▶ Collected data
▼
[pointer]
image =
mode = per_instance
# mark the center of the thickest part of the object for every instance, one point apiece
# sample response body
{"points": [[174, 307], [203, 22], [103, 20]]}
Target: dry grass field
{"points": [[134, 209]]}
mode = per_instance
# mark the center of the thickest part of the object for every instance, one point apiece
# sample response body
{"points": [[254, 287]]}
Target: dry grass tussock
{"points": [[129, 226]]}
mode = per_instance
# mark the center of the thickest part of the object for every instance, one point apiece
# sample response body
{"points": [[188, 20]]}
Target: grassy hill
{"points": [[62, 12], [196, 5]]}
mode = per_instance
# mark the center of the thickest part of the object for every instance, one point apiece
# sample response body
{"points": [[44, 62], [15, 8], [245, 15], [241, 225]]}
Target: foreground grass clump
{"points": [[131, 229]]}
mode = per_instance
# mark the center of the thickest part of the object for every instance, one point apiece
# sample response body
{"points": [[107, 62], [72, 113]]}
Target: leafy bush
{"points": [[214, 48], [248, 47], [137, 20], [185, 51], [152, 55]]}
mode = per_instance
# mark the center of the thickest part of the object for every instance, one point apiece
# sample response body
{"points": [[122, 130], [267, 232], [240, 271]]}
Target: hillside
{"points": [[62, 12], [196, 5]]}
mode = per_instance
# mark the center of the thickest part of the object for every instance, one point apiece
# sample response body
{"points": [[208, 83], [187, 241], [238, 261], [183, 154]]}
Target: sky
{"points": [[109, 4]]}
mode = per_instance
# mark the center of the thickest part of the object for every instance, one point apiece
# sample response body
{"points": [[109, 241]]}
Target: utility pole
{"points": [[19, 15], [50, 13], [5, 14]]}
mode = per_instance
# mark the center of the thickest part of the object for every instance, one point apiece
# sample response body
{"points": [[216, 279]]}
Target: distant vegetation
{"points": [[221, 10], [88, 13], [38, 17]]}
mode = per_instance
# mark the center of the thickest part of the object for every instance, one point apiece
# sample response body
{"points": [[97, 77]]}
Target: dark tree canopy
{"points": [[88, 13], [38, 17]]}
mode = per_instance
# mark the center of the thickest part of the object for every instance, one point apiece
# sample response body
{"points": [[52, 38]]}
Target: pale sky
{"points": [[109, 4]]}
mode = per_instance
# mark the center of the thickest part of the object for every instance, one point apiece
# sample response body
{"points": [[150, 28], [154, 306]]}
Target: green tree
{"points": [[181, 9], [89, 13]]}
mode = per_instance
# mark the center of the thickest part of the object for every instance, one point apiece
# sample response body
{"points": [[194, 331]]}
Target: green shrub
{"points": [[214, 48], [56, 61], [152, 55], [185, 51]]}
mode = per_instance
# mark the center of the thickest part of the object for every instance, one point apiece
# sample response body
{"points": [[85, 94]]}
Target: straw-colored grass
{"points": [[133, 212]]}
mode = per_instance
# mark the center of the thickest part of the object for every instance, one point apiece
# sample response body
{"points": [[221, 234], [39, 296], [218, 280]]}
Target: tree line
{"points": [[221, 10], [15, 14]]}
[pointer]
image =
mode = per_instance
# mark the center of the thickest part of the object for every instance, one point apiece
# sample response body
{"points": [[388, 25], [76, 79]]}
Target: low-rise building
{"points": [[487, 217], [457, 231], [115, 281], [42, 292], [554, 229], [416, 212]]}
▲
▶ What the task requires
Exactly as they stand above, retype all of the records.

▶ Task solution
[pointer]
image =
mode = per_instance
# mark the center of the thickest part of the object for every instance, one point apiece
# sample response body
{"points": [[174, 307], [203, 22], [103, 20]]}
Target: dry grass field
{"points": [[134, 209]]}
mode = per_instance
# mark the center of the thickest part of the object for every instance, one point apiece
# sample response body
{"points": [[254, 287]]}
Target: dry grass tussock
{"points": [[129, 226]]}
mode = per_instance
# mark the center of the thickest part of the object for every instance, one point apiece
# sample response body
{"points": [[188, 20]]}
Target: grassy hill
{"points": [[62, 12], [196, 5]]}
mode = per_instance
# mark the center of the thickest part of the object for every instance, one point apiece
# sample response body
{"points": [[44, 62], [15, 8], [245, 15], [241, 225]]}
Target: foreground grass clump
{"points": [[131, 229]]}
mode = per_instance
# mark the center of the thickest part of the object for every instance, one point apiece
# sample response body
{"points": [[107, 62], [72, 113]]}
Target: leafy bush
{"points": [[214, 48], [248, 47], [137, 20], [185, 51], [152, 55]]}
mode = per_instance
# mark the center of the thickest part of the object for every instance, one point apiece
# sample response body
{"points": [[122, 130], [267, 232], [240, 271]]}
Target: hillside
{"points": [[62, 12], [196, 5]]}
mode = per_instance
# mark the center of the thickest part of the object for every instance, one point apiece
# sample response body
{"points": [[208, 83], [187, 241], [238, 261], [183, 154]]}
Target: sky
{"points": [[109, 4]]}
mode = per_instance
# mark the center of the thickest part of the object for every instance, one point apiece
# sample response body
{"points": [[109, 241]]}
Target: utility pole
{"points": [[19, 15], [50, 13], [5, 14]]}
mode = per_instance
# mark the center of the thickest part of the object for every instance, one point apiece
# sample response body
{"points": [[216, 279]]}
Target: distant vegetation
{"points": [[221, 10], [88, 13], [38, 17]]}
mode = per_instance
# mark the center of the thickest part of the object for every instance, one point apiece
# sample response body
{"points": [[97, 77]]}
Target: dark tree canopy
{"points": [[88, 13], [38, 17]]}
mode = per_instance
# mark the center of the thickest part of the object for every instance, one point apiece
# sample response body
{"points": [[52, 38]]}
Target: pale sky
{"points": [[109, 4]]}
mode = per_instance
# mark the center of the thickest part of the object for every instance, one point apiece
# sample response body
{"points": [[150, 28], [154, 306]]}
Target: green tree
{"points": [[181, 9], [89, 13]]}
mode = per_instance
# mark the center of the thickest part of the object for every instance, one point apiece
# sample response body
{"points": [[194, 331]]}
Target: green shrub
{"points": [[214, 48], [56, 61], [152, 55], [185, 51]]}
mode = per_instance
# mark the center of the thickest part of the object for every instance, one point apiece
# sample response body
{"points": [[85, 94]]}
Target: straw-colored grass
{"points": [[133, 212]]}
mode = per_instance
# mark the center of the thickest part of the object for every instance, one point apiece
# sample response body
{"points": [[221, 234], [39, 296], [218, 280]]}
Target: tree line
{"points": [[221, 10], [15, 14]]}
[pointer]
image =
mode = per_instance
# mark the center of the thickest part of the object for every instance, one point apiece
# sample response body
{"points": [[388, 25], [76, 79]]}
Target: low-rise building
{"points": [[487, 217], [457, 231], [115, 281], [42, 292], [554, 229], [416, 212]]}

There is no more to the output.